■ Excerpted text:
[Begin]

Mumsnet has not checked the qualifications of anyone posting here. If you need help urgently or expert advice, please see our domestic violence webguide and/or relationships webguide. Many Mumsnetters experiencing domestic abuse have found this thread helpful: Listen up, everybody

Online Dating ... and this is a thread for while we are waiting! Dating thread 109

999 replies

loobyloo1234 · 24/10/2016 13:51

I know these threads have come in handy for many dipping their toes for the first time into OLD. So here we are again ... another 1000 posts down:

  1. The first rule about the dating thread is you don't talk about it with people you're dating.
  2. Develop a thick skin.
  3. Do not invest emotionally too soon.
  4. It's all BS until it actually happens.
  5. Trust your gut instinct.
  6. People vanishing, lying & being generally weird is not your fault.
  7. You are the prize-they should be trying to impress you.
  8. If it's not fun, stop.
  9. Loo update is mandatory.
10. No dating the thread. 11. Read Why Men Love Bitches (aka WMLB), and take from it what you will. 12. Don't serve up moose burgers on the first date (although this is still in debate right now) 13. Matthew Hussey also very useful. And very easy on the eye even if you don't find him any good. 14. IF THEY SAY THEY DON'T WANT A RELATIONSHIP, THEY DON'T WANT A RELATIONSHIP
OP posts:
pringlecat · 03/11/2016 22:07

So, I'm committed to meeting Mr Young this weekend even though I'm not feeling it.

Mr Wildcard wants to meet. I am more hopeful as we seem to have a similar kind of humour.

Over Mr Posh. Mr Wildcard seems more fun. :)

pringlecat · 03/11/2016 22:08

How did you end things, lastnicknamefree? Do you think he wants to give it another go?

[End]

■ Material shown:

[Begin]

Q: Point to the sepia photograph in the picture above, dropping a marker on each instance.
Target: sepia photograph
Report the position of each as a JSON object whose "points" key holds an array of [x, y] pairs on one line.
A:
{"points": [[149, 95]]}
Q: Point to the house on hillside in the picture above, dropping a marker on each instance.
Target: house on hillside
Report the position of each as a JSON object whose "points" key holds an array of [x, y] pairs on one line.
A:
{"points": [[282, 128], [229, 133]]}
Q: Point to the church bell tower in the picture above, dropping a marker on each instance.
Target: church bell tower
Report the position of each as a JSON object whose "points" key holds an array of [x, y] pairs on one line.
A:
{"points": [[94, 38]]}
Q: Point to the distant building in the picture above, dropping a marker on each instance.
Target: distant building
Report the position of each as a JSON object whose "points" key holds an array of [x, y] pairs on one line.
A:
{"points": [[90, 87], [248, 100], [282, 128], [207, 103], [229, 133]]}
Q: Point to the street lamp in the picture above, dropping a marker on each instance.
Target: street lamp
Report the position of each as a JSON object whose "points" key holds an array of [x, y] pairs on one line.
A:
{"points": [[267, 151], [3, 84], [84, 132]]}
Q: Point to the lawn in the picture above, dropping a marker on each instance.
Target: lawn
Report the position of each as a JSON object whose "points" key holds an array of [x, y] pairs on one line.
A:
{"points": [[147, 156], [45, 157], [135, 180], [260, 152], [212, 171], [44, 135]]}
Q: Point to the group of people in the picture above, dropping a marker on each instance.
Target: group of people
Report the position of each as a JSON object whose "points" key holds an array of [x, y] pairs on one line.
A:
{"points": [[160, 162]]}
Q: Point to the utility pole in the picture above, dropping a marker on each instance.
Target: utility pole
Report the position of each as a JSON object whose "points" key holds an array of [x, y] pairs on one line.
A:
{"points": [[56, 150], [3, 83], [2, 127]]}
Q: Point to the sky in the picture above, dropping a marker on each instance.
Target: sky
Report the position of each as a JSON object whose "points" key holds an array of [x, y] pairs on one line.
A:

[End]

■ What is required:
In the Mumsnet dating thread, recast the paragraph beginning "Mumsnet has not checked the qualifications" as a short bulleted list that keeps its main facts.

■ Task output:
- Mumsnet has not checked the qualifications of anyone posting.
- For urgent help or expert advice, see the domestic violence webguide and/or the relationships webguide.
- Many Mumsnetters experiencing domestic abuse have found the thread "Listen up, everybody" helpful.